Instructions to follow
Could you return, word for word, the part of the trust-planning passage below starting at "Miguel, 55, is" and ending at "estate tax burden."?

Excerpt to read

*** Begin section ***

The trust is structured to ensure that its assets continue to grow and benefit current and future generations of Charles and Blaire’s family, while protecting assets from reckless depletion. 

5. When would you use an intentionally defective grantor trust? 

An intentionally defective grantor trust (IDGT) is an irrevocable trust structured to allow certain assets to be passed on without being subject to estate taxes while still retaining the settlor’s liability for income taxes generated within the trust. It’s “intentionally defective” because the grantor continues to pay income taxes on the trust’s earnings, but the assets are excluded from the grantor’s estate for estate tax purposes.

IDGT example scenario

Miguel, 55, is a successful businessman who owns a company valued at $22 million. He plans to leave the business to his two children, but wants to take measures to reduce the estate tax exposure as much as possible. He also expects the business to continue to appreciate, which could further increase the estate tax burden. 

To address this, Miguel creates an intentionally defective grantor trust and transfers the business’s ownership to the trust, which is structured so that Miguel is considered the owner for income tax purposes but not for estate tax purposes.

*** End section ***

Study material
*** Begin section ***

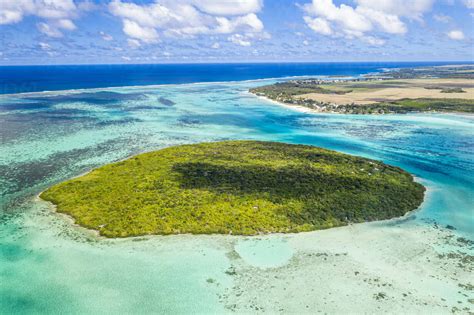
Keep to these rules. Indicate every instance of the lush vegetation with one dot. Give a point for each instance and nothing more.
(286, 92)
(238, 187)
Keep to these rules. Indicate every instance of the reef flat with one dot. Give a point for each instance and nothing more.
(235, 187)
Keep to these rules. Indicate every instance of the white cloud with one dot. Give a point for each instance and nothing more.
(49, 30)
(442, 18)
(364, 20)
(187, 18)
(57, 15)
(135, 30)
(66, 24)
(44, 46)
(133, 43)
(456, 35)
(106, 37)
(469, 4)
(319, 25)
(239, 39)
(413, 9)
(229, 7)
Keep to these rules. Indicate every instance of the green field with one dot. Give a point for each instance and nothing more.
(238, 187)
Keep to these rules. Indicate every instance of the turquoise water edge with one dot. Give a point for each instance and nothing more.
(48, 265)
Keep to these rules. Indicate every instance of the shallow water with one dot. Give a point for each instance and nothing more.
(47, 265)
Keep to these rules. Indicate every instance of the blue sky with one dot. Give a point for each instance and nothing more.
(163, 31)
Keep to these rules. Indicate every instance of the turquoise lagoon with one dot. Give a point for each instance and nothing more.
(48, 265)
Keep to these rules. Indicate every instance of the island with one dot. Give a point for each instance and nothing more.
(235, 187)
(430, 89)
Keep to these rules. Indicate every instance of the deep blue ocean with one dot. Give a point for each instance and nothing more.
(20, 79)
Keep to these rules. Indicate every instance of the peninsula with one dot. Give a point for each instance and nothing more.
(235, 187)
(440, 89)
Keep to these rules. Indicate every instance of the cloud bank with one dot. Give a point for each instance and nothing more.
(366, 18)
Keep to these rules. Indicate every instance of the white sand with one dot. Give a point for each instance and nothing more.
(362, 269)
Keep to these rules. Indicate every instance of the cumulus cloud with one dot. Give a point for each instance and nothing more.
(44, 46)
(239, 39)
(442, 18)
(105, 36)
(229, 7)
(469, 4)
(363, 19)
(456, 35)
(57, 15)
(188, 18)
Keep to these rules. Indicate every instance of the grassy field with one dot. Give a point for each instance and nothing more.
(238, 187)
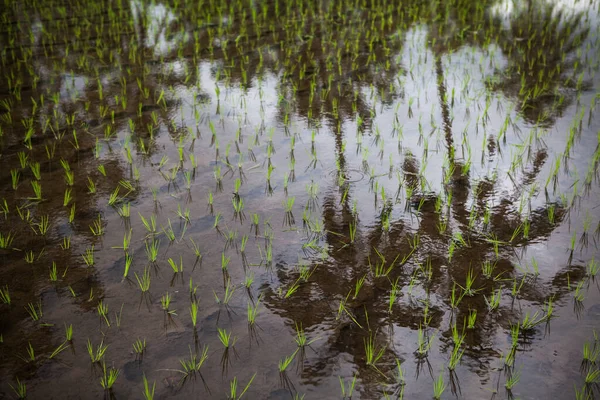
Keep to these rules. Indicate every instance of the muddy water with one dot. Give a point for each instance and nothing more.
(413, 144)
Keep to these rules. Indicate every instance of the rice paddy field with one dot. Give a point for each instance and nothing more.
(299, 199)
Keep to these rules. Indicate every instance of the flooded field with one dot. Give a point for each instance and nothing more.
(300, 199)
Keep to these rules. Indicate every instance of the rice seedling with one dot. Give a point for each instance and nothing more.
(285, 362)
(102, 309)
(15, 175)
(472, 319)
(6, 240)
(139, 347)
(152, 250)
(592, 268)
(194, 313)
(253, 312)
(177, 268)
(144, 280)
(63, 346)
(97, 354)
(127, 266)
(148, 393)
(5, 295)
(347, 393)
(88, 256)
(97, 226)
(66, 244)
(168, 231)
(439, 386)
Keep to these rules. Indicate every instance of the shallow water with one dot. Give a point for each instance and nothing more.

*** End section ***

Solution for this task
Miguel, 55, is a successful businessman who owns a company valued at $22 million. He plans to leave the business to his two children, but wants to take measures to reduce the estate tax exposure as much as possible. He also expects the business to continue to appreciate, which could further increase the estate tax burden.